(Data records)
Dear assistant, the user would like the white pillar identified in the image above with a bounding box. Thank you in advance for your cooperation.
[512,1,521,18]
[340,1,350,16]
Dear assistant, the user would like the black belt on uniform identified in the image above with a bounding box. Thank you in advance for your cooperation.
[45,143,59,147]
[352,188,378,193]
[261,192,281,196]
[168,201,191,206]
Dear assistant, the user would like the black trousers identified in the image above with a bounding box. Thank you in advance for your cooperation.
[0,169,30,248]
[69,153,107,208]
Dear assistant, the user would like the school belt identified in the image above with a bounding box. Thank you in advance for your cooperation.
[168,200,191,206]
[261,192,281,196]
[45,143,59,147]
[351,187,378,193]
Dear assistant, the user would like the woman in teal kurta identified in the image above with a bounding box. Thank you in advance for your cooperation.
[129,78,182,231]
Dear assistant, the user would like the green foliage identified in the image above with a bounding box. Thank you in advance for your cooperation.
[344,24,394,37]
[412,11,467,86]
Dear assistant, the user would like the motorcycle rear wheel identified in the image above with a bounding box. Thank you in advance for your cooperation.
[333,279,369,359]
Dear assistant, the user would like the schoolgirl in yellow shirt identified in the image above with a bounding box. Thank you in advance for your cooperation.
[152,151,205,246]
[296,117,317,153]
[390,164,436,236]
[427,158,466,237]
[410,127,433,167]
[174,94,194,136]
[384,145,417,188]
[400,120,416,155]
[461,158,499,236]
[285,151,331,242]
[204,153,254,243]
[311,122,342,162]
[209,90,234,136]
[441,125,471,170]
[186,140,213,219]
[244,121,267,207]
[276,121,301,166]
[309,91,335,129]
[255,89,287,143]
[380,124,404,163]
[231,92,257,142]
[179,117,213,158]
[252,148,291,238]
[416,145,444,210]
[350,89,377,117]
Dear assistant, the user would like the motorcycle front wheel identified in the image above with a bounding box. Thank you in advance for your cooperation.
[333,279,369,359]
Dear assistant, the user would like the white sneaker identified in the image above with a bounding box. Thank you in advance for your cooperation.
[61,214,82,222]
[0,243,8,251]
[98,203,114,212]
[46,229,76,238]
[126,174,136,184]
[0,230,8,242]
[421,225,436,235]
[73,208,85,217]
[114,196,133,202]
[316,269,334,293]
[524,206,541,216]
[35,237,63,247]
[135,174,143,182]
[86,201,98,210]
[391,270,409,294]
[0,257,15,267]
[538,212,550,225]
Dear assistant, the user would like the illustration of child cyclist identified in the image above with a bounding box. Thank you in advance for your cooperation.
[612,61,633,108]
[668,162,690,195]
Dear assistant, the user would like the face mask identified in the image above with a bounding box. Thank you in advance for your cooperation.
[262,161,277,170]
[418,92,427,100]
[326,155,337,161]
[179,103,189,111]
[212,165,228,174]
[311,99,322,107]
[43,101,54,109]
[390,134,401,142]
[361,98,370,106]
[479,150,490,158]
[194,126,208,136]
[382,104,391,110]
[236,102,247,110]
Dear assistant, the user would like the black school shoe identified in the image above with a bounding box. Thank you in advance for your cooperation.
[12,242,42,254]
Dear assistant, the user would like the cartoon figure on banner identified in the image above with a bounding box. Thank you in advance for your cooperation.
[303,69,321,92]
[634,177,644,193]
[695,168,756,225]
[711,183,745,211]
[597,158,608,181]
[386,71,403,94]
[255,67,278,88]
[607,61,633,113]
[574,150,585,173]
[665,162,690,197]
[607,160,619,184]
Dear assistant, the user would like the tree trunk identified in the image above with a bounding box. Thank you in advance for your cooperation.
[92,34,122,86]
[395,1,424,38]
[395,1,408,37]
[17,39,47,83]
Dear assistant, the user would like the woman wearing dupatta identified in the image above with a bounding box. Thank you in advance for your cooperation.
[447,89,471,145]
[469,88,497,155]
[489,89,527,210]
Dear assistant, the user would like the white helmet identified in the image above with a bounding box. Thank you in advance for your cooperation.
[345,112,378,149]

▶ [What is being asked] With no words changed, transcribe the records above.

▶ [Written response]
Dear assistant, the user would like the white pillar identified in the image above with a bounding box. Thank you in advance for your cooperation.
[512,1,521,18]
[340,1,350,16]
Dear assistant, the user would like the black belt on uniform identified in the image above with a bounding box. Thank you in advance for your cooperation.
[45,143,59,147]
[352,188,378,193]
[261,192,281,196]
[168,201,191,206]
Dear assistant, the user would like the black trousers identified in the image above with a bounding box. Thank you in advance for your cooperation.
[0,169,30,248]
[69,153,107,208]
Dear assistant, the user would like the school belt identified in the image above with a bounding box. Thank you in advance for your cooperation.
[168,200,191,206]
[261,192,281,196]
[45,143,59,147]
[351,187,378,193]
Dear assistant, the user would like the woman in teal kurta identified in the image above with a bounding box. Thank you in advance for your cooperation.
[129,78,182,231]
Dear assistant, the user would like the green foliage identified in the image above with a bounding box. Thank you in advance for your cooperation.
[344,24,394,37]
[412,11,467,86]
Dear assistant, the user would like the motorcycle rear wheel identified in the image above with a bounding box. Thank you in advance for your cooperation.
[333,279,369,359]
Dear assistant, the user would like the schoolgirl in yellow shirt identified in the image above with a bounding box. Thank you in advance for your cooperation.
[152,151,205,246]
[296,117,317,153]
[390,164,436,236]
[427,158,466,237]
[410,127,433,167]
[174,94,194,136]
[384,145,417,188]
[400,120,416,155]
[461,158,499,236]
[285,151,331,242]
[204,153,254,243]
[311,122,342,162]
[209,90,234,136]
[441,125,471,170]
[186,140,213,219]
[244,121,267,207]
[276,121,301,166]
[309,91,335,129]
[255,89,287,143]
[380,124,404,163]
[231,92,257,142]
[179,117,213,158]
[252,148,291,238]
[416,145,444,210]
[350,89,377,117]
Dear assistant, the user would like the motorcycle front wheel identified in the image above with a bounding box. Thank you in advance for your cooperation.
[333,279,369,359]
Dear assistant, the user would like the white sneaker identified in the image above with a bounding box. Thank you in advance for your cooperation.
[61,214,82,222]
[0,243,8,251]
[98,203,114,212]
[46,229,76,238]
[126,174,136,184]
[0,230,8,242]
[421,225,436,235]
[73,208,85,217]
[114,196,133,202]
[316,269,334,293]
[524,206,541,216]
[35,237,63,247]
[135,174,143,182]
[86,201,98,210]
[391,270,409,294]
[0,257,15,267]
[538,212,550,225]
Dear assistant, the user would like the illustration of child cyclist identified in the image above with a bounding box. Thank you in advance for your cooperation.
[612,61,633,108]
[668,162,690,195]
Dear assistant, the user would like the face mask identified in the image above with a bounding box. Thank you in advance for your cooperation.
[262,161,277,170]
[418,92,427,100]
[326,155,337,161]
[179,103,189,111]
[212,165,228,174]
[311,99,322,107]
[43,101,54,109]
[390,134,401,142]
[361,98,370,106]
[479,150,490,158]
[194,126,208,136]
[382,104,391,110]
[236,102,247,110]
Dear assistant, the user would like the black school shoe identified in the image above with a bounding box. Thank you in advance for your cooperation.
[12,242,42,254]
Dear assistant, the user would like the cartoon figure on banner identified in the image above with a bounding box. Thank you in advance for your cooperation.
[303,69,321,92]
[634,177,644,193]
[695,168,756,225]
[711,183,745,211]
[597,158,608,181]
[386,71,403,94]
[255,67,278,88]
[607,61,633,113]
[574,150,585,173]
[665,162,690,197]
[607,160,619,184]
Dear assistant, the user would like the tree trunk identified in the image above with a bounding box. Thank you in advance for your cooperation.
[92,34,122,86]
[395,1,424,38]
[395,1,408,37]
[17,39,47,83]
Dear assistant, the user would like the woman wearing dupatta identified in the image above with a bounding box. Thank you in advance for your cooperation.
[447,89,471,145]
[469,88,497,155]
[489,89,527,210]
Dear assistant, the user would like the white helmet identified in the image above with a bounding box. Thank you in advance for your cooperation.
[345,112,378,149]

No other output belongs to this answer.